The Sundays were an English alternative rock band, formed in the late 1980s, which released three albums throughout the 1990s.

The band's beginnings came with the meeting of singer Harriet Wheeler and guitarist David Gavurin while attending Bristol University. Wheeler had played gigs with Cruel Shoes, an early incarnation of the band Jim Jiminee. The duo soon augmented the band with bassist Paul Brindley and drummer Patrick Hannan.

The Sundays secured a recording contract with Rough Trade Records. Their debut single was "Can't Be Sure". Their first album, Reading, Writing and Arithmetic, was released in 1990, along with their next single "Here's Where the Story Ends", and became a UK top 5 hit. The band were often misidentified as being the Primitives, another UK based alternative rock band from Coventry as their vocalists had very similar voices.

With Rough Trade's financial troubles and the band's decision to manage themselves, the Sundays' next single, "Goodbye", did not emerge until 1992. Their next album, Blind, arrived the same year, reaching the UK top 15. The single "Love" reached number 2 on the US Modern Rock charts. The band toured in support of these recordings.

In 1997 their third album, Static & Silence, was followed by the release of their most successful single to date, "Summertime", which made the UK top 15. The album itself reached the UK top 10. However, the band has been on a lengthy hiatus since those releases, with Wheeler and Gavurin focusing on raising their two children.

History

1988: Formation
Vocalist Harriet Wheeler and guitarist David Gavurin met as students at Bristol University in the mid-1980s. Wheeler was from Reading, the daughter of an architect and a teacher, and studied English literature. Gavurin was from Wembley and actively pursued a degree in the Romance languages, particularly French and Spanish. The two fell in love and began living together. Following graduation they wrote music in their free time while collecting unemployment benefits. Except for Wheeler's vocal duties in a band called Jim Jiminee, the couple had no musical background. Commenting on his desire to compose, Gavurin said, "It was something I'd always wanted to do, although I never wanted to be in a band when I was younger, like many kids do. It just dawned on me gradually." Wheeler displayed similar feelings: "There was never a time I wanted to be incredibly famous, or in a pop group," she said. "It just seemed a great thing to do to spend time working on something that's your own."

After the couple completed several songs – and migrated to London – they enlisted the support of bassist Paul Brindley and drummer Patrick Hannan, who had also attended Bristol University. Hannan's brother, Nick had also been a member of Jim Jiminee, which briefly featured Wheeler as vocalist (see paragraph above). The band chose the name "The Sundays" as it was the only one everyone could agree upon. Demo tapes were sent out to several London clubs after the group felt energized by their efforts; Gavurin stated in a Rolling Stone interview that "by the end of the year we were thinking, 'Hang on a minute, some of this [music] is good!'" Responses to the tape were enthusiastic and an employee at Vertigo Club offered the band an opening slot for an upcoming show in August 1988. "By chance there were three reviewers from the top music papers there," said Wheeler. "They were supposed to review the main band, but instead they wrote about us." The group subsequently became the focus of a record label bidding war, which author Peter Buckley described as a "frenzy". They eventually signed with Rough Trade Records and had a distribution deal signed for the United States with DGC Records.

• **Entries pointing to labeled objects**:

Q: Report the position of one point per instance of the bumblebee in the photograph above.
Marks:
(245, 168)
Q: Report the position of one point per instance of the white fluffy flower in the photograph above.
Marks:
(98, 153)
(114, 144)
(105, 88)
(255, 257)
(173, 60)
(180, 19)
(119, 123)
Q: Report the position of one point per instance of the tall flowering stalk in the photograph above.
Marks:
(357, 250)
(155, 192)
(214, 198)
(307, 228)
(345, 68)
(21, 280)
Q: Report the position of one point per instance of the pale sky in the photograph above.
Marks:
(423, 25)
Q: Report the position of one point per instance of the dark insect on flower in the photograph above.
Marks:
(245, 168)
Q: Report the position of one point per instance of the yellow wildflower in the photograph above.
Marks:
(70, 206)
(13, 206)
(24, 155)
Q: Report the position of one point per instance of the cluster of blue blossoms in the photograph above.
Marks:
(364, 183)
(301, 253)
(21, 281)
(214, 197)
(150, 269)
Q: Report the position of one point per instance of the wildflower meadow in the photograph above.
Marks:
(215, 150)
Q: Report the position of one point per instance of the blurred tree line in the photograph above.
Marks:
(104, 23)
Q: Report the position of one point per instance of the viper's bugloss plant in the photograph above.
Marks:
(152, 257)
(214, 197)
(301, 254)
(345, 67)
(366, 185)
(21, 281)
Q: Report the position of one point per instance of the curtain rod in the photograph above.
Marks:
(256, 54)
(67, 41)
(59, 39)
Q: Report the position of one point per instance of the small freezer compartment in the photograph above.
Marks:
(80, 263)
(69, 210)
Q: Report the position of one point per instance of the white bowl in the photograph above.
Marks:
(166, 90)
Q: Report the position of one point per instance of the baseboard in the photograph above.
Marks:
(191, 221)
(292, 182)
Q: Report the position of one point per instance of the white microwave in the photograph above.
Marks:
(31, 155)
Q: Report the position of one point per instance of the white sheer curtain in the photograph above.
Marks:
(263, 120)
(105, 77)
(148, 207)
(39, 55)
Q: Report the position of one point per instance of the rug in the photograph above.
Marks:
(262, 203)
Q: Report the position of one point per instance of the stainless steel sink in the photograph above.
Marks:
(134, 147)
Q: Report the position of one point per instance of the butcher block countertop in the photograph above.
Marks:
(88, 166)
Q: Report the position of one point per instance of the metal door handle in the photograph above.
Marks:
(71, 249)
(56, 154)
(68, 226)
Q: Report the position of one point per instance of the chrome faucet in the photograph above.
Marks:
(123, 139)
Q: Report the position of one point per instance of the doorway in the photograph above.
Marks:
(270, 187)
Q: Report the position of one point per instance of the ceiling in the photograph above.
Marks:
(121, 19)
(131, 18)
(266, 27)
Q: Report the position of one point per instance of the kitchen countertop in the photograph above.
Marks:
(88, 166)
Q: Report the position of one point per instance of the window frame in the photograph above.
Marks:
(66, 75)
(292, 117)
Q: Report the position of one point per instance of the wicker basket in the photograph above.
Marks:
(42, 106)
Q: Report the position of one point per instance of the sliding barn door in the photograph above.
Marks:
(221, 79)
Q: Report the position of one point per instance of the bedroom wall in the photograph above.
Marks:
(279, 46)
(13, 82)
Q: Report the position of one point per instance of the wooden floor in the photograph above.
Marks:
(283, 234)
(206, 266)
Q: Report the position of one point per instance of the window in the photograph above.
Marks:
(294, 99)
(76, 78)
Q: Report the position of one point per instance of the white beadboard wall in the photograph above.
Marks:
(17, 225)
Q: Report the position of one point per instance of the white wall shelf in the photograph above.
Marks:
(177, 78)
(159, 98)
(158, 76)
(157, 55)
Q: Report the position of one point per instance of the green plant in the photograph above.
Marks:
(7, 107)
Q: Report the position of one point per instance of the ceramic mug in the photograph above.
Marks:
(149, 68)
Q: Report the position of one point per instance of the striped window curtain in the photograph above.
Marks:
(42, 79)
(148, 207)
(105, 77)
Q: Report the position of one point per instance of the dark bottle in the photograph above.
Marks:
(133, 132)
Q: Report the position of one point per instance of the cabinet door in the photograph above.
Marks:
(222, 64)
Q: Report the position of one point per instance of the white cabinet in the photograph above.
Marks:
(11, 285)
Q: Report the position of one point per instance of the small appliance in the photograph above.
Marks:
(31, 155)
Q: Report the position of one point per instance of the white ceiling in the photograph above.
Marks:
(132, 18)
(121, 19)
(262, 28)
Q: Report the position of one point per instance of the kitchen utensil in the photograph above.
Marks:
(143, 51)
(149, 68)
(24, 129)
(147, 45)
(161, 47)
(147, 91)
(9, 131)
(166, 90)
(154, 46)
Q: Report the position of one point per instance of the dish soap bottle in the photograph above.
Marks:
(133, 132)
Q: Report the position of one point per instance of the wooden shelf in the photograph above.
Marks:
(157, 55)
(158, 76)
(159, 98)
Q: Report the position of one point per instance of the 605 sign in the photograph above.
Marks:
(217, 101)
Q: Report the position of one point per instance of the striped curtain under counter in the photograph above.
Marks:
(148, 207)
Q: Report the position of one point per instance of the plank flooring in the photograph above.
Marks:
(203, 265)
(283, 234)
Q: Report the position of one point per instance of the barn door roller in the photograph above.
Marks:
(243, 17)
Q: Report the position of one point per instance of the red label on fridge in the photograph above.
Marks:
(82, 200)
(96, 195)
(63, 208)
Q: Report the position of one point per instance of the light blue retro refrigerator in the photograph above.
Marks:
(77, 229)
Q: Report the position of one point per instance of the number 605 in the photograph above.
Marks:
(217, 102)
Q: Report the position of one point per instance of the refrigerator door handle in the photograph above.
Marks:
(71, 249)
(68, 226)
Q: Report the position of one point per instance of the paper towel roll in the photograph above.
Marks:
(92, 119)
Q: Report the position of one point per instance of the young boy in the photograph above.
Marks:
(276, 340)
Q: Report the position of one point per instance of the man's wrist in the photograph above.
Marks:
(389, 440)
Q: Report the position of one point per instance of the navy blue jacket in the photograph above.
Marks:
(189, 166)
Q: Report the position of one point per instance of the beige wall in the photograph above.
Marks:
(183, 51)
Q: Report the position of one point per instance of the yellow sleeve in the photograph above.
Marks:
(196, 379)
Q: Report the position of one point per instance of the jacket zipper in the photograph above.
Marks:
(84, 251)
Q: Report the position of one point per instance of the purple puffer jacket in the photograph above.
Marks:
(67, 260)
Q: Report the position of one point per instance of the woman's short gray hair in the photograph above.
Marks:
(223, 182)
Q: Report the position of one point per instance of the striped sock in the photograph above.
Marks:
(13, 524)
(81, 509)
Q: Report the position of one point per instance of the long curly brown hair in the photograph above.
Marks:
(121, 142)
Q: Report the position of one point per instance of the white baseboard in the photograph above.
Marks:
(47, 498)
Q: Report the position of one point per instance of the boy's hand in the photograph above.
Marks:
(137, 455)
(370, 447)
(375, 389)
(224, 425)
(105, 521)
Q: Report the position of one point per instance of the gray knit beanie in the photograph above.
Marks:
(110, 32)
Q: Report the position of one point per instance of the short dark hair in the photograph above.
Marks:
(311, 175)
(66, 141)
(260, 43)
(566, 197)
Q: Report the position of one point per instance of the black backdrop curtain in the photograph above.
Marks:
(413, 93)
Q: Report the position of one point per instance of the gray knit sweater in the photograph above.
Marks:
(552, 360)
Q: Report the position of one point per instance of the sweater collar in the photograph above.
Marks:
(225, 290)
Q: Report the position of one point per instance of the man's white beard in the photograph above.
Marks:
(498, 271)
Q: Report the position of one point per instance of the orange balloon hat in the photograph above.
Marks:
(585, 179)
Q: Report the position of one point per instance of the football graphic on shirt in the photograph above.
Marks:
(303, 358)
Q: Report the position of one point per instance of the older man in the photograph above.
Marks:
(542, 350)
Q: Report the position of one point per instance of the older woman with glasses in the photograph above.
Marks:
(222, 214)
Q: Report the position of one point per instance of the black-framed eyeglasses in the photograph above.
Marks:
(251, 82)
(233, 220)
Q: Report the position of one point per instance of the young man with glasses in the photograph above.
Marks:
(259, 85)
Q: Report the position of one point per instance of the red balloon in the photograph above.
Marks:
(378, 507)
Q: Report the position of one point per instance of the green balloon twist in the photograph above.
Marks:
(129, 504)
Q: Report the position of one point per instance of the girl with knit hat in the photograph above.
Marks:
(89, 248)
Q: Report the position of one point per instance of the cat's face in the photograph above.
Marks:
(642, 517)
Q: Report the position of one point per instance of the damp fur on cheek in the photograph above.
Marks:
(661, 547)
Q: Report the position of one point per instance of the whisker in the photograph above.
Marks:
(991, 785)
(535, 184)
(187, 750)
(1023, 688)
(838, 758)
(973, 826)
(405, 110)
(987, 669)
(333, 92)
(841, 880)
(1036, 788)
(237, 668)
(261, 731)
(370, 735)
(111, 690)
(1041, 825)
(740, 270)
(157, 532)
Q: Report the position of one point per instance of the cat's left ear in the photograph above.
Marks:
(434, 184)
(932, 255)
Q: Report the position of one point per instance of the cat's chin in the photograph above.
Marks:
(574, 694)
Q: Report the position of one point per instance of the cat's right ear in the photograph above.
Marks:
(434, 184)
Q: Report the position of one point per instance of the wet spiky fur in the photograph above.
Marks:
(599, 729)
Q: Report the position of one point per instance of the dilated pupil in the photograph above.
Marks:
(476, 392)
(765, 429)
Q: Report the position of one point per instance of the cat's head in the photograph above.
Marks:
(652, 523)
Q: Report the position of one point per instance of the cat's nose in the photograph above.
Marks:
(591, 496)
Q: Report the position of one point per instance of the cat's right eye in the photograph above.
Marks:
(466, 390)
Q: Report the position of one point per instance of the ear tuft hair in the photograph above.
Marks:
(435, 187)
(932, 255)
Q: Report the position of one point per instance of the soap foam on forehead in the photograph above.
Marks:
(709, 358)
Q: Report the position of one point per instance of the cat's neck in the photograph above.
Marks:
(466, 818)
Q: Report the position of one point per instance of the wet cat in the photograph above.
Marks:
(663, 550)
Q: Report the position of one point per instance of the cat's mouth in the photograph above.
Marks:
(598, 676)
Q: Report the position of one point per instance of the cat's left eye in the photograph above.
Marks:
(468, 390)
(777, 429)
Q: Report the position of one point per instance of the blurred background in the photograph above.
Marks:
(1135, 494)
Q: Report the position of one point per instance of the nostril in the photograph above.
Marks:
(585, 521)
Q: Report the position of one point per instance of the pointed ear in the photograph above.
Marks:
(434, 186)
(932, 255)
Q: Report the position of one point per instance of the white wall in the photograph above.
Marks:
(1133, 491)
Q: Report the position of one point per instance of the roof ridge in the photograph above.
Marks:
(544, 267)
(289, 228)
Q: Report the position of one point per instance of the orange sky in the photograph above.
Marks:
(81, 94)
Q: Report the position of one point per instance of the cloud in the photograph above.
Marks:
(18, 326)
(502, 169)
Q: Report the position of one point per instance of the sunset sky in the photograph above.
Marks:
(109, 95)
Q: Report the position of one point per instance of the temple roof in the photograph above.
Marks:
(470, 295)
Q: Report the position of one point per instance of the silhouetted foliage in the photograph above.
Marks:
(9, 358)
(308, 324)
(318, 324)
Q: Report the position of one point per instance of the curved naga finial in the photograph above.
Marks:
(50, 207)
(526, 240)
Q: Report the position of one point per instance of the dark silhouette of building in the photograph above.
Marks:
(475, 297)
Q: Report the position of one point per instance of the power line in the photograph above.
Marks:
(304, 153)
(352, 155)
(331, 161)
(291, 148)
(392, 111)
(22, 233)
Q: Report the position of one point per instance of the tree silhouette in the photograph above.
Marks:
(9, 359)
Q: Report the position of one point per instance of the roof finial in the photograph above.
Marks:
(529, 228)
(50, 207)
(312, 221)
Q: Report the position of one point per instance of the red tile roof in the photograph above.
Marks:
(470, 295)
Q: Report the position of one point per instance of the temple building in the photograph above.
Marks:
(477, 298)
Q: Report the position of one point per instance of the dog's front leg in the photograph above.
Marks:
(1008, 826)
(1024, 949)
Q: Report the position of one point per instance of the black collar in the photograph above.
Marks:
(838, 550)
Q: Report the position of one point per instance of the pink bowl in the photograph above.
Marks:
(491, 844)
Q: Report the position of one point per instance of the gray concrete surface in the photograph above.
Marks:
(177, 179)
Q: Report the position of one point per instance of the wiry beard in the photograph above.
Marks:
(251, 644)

• **The task**:
Please explain why, according to the passage on the Sundays, the single "Goodbye" did not come out until 1992.

• **Solution to this exercise**:
Its release was held back by Rough Trade's financial troubles and by the band's decision to manage themselves.